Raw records

○ ○ ○ ○

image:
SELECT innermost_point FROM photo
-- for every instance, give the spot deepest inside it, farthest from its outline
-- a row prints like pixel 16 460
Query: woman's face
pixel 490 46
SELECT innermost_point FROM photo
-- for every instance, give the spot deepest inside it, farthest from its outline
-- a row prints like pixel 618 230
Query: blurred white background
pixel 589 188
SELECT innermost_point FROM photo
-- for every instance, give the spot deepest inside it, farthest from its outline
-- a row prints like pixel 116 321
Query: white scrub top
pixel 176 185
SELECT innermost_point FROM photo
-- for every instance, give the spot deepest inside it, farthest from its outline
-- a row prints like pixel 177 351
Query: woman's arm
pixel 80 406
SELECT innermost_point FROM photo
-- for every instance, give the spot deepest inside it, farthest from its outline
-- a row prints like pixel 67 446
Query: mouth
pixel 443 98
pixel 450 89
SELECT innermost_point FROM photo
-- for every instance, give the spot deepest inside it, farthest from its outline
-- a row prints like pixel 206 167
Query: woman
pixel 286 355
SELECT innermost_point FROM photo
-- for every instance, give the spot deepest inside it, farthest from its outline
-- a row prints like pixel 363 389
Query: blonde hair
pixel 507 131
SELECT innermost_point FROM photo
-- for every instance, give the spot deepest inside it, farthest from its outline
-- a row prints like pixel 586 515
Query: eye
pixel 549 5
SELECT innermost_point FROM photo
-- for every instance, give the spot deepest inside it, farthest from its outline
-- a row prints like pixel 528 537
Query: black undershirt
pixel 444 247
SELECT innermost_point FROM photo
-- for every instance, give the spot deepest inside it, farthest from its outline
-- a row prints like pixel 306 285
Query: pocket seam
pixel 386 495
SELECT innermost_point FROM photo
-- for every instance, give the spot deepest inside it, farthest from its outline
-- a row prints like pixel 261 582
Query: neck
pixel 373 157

○ ○ ○ ○

__Task details__. Can you change each "outline" in the material above to "boundary" and give all the lines back with nothing else altered?

__Exercise answer__.
image:
SELECT innermost_point FROM photo
-- for every instance, give the spot deepest inside it, farthest from its boundary
-- a row prints like pixel 16 460
Query: woman's face
pixel 490 46
SELECT innermost_point FROM photo
-- for every instance, give the spot deepest inside it, farthest from its boundary
-- a row prints like pixel 618 230
Query: blurred white background
pixel 589 188
SELECT innermost_point FROM photo
-- for every instance, give the spot deepest inside it, farthest from its boundary
-- a row prints like pixel 116 321
Query: white scrub top
pixel 176 185
SELECT innermost_point FROM photo
-- for every instance, give the spot deepest inside it, farthest from its boundary
-- a row prints like pixel 177 351
Query: woman's arm
pixel 80 406
SELECT innermost_point FROM photo
-- for every instance, give the spot deepest inside it, farthest from its boundary
-- a row prints like pixel 67 446
Query: mouth
pixel 443 98
pixel 450 89
SELECT innermost_point FROM photo
-- for every instance, give the spot deepest inside it, farthest from its boundary
-- a row prints like pixel 206 167
Query: woman
pixel 286 355
SELECT innermost_point FROM photo
-- for every instance, give the spot deepest inside it, farthest from its boundary
-- a row prints like pixel 363 389
Query: blonde hair
pixel 507 131
SELECT innermost_point FROM photo
-- for every instance, give the spot deepest inside it, farthest from its boundary
-- a row prints like pixel 586 515
Query: eye
pixel 549 5
SELECT innermost_point FROM photo
-- for every instance, give the spot deepest inside it, farthest from its boundary
-- a row prints like pixel 528 537
Query: black undershirt
pixel 444 247
SELECT innermost_point FROM photo
-- for every instance, give the spot deepest inside it, farthest from its boundary
-- a row prints like pixel 306 285
Query: pocket seam
pixel 386 495
SELECT innermost_point FROM photo
-- for every instance, give the spot deepest inside it, farthest from its boundary
-- a row prints like pixel 261 582
Query: neck
pixel 373 157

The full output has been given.